COMPLETA QUANTO SEGUE:
**A.** Traduci in inglese questa frase del brano sul Permiano: "In tutto il mondo, le rocce appartenenti a questo periodo sono ricche di giacimenti di carbone, petrolio e gas naturale."
**B.** Secondo il brano sul Permiano, chi diede il nome al periodo nel 1841?

ESTRATTO DELLA FONTE:

* * * *

1 | INTRODUZIONE |
Permiano In geologia, ultima suddivisione dell’era paleozoica nella scala dei tempi geologici; copre un intervallo di 55 milioni di anni, approssimativamente da 280 a 225 milioni di anni fa. Il periodo fu così denominato nel 1841 dal geologo britannico Roderick Impey Murchison dal nome di Perm, un villaggio siberiano presso il quale vennero riconosciuti strati di quest’epoca sulla base del loro contenuto di fossili. In tutto il mondo, le rocce appartenenti a questo periodo sono ricche di giacimenti di carbone, petrolio e gas naturale.
2 | GEOMORFOLOGIA |
L’ultima parte del Paleozoico fu assai movimentata per la crosta terrestre. Secondo la teoria della tettonica a zolle, i continenti emersero dai mari poco profondi del periodo precedente, il Carbonifero. I depositi sedimentari che si erano accumulati nelle geosinclinali furono compressi e ripiegati; si verificò un imponente processo di corrugamento, detto ercinico, dal quale si formarono i monti dell’Atlante nel Nord Africa, gli Urali, il Massiccio Centrale francese, i Vosgi e gli Appalachi centrali e meridionali.
Europa e Asia si unirono – la Siberia con la Russia e la Cina con la Siberia – mentre a ovest la collisione delle zolle saldò il Nord America al supercontinente Gondwana. Tutte le terre emerse alla fine del Paleozoico si aggregarono in un unico supercontinente, detto Pangea, circondato dall’oceano chiamato Panthalassa; il supercontinente presentava sulla sua costa orientale una profonda insenatura, il mare Tetide. Il Nord America e la parte occidentale dell’Europa, tagliate dall’equatore, erano regioni calde e secche, come indicano gli spessi depositi evaporitici di salgemma e gesso precipitati dalle acque di mari chiusi.

* * * *

Estratti di dataset sul puntamento di oggetti:

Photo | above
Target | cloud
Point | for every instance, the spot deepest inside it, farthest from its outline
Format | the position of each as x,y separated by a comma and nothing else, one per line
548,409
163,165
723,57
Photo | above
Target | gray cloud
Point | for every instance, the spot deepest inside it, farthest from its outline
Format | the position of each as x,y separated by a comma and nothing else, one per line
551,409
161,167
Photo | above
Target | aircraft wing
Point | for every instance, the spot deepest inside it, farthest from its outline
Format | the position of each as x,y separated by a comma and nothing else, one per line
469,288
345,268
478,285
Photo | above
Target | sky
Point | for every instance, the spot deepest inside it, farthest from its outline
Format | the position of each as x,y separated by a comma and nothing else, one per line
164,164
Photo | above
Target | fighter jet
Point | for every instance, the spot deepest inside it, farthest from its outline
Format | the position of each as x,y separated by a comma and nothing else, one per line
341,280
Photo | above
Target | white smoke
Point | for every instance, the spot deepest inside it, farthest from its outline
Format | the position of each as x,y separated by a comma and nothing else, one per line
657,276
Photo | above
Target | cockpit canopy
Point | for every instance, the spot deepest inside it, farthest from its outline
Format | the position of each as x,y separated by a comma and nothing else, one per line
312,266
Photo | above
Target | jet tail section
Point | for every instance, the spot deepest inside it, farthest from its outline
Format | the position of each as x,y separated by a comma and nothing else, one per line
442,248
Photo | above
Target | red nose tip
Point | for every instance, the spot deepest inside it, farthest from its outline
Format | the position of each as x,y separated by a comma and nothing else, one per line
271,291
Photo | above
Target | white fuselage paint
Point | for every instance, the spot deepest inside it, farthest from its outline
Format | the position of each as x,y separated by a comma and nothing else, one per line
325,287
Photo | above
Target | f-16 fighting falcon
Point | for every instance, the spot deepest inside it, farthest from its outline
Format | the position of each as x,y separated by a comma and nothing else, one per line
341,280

* * * *

RISPOSTE:
**A.** Throughout the world, the rocks belonging to this period are rich in deposits of coal, oil, and natural gas.

**B.** Il geologo britannico Roderick Impey Murchison.